TEXT SHOWN:
This is my fourth Ubiquant competition notebook. Please also see my other three notebooks.

- ["Ubiquant Target EDA PCA Magic"](https://www.kaggle.com/marketneutral/ubiquant-target-eda-pca-magic)
- ["Stacking & Feature Importance"](https://www.kaggle.com/marketneutral/stacking-feature-importance)
- ["Ubiquant Feature Exploration"](https://www.kaggle.com/marketneutral/ubiquant-feature-exploration)

# Updated!

## Version Notes

- (1) Version 2 released Feb 16, 2022
- (2) Version 3 released Feb 28, 2022
    - added single target baseline
    - added comparision of predictions between single target and dual target


![image.png](attachment:de209cc9-1b50-4eb1-9a84-525c3effbc01.png)

# Why Multi-Target?

One thing that I thought was great in the Jane Street competition is that the competition data included five targets, even though the competition was scored against a single target. In that competition, some simple EDA shows that the targets were forward returns at different time horizons. High scoring notebooks (and the first place solution) trained against all 5 targets. It's likely that for financial time series the multi-target training makes a model more robust. The Ubiquant competition only has one target, but perhaps we can manufacture a second target, further out in time, and train against both. That's the goal of this notebook.

The challenge with doing this is that the targets do not exist for all investment id's for all time id's. I use a reconstituted target from [this notebook](https://www.kaggle.com/marketneutral/ubiquant-target-eda-pca-magic).

YOUR INSTRUCTIONS: Decide whether each statement below agrees with the text on multi-target training, answering yes or no and quoting the deciding words: 1. The Jane Street competition was scored against all five of its targets. 2. The Ubiquant competition has only one target. 3. Version 3 added a single target baseline.

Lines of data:
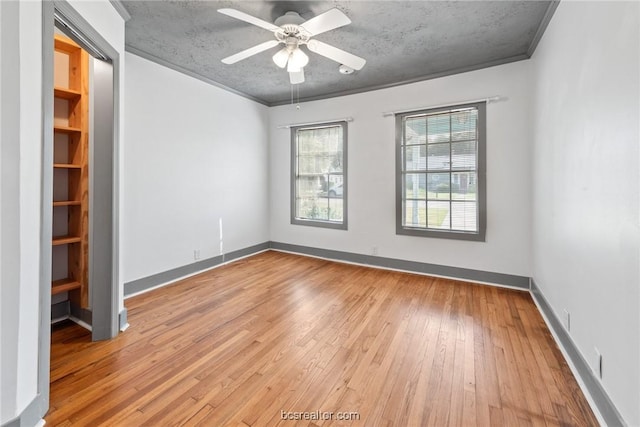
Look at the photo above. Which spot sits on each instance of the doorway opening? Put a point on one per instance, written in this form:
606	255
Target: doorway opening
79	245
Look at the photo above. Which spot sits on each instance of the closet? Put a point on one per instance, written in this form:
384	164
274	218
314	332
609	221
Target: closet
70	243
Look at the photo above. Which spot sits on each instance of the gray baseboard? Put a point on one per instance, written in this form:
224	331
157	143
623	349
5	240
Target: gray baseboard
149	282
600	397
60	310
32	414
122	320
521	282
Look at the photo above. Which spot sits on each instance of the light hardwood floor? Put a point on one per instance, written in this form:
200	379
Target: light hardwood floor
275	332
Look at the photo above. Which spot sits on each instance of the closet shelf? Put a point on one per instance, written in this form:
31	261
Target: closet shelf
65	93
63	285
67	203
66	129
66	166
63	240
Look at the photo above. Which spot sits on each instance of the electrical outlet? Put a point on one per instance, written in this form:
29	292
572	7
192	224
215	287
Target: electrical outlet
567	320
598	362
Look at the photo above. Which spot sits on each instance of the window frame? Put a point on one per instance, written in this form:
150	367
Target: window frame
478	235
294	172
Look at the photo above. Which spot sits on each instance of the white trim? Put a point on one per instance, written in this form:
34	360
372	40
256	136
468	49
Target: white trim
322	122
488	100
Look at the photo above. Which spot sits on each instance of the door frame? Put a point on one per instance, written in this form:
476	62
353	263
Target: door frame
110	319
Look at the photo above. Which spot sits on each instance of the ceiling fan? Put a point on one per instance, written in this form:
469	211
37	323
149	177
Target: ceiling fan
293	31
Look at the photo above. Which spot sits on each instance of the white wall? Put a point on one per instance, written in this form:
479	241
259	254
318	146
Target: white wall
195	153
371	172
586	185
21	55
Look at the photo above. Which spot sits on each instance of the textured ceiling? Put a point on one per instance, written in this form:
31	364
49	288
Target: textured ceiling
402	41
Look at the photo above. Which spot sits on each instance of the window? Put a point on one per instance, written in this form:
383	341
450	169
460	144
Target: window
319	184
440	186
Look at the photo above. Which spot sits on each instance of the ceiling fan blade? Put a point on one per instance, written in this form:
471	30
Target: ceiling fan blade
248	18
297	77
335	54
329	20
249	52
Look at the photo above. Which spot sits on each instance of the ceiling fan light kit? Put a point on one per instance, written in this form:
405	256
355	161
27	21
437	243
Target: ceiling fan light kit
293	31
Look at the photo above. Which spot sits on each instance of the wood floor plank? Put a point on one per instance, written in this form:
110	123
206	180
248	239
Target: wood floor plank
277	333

...

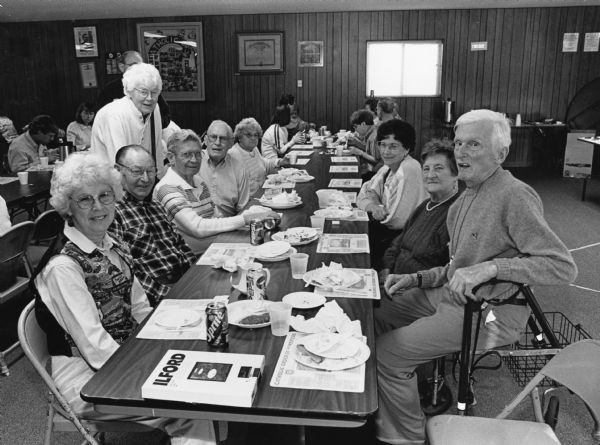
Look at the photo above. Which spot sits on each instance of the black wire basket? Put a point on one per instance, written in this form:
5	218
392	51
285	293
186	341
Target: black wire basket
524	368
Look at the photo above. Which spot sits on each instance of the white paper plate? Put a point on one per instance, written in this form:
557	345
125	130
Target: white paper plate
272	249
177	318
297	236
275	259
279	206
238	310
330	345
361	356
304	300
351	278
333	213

THE RESULT:
1. No: "even though the competition was scored against a single target."
2. Yes: "The Ubiquant competition only has one target"
3. Yes: "added single target baseline"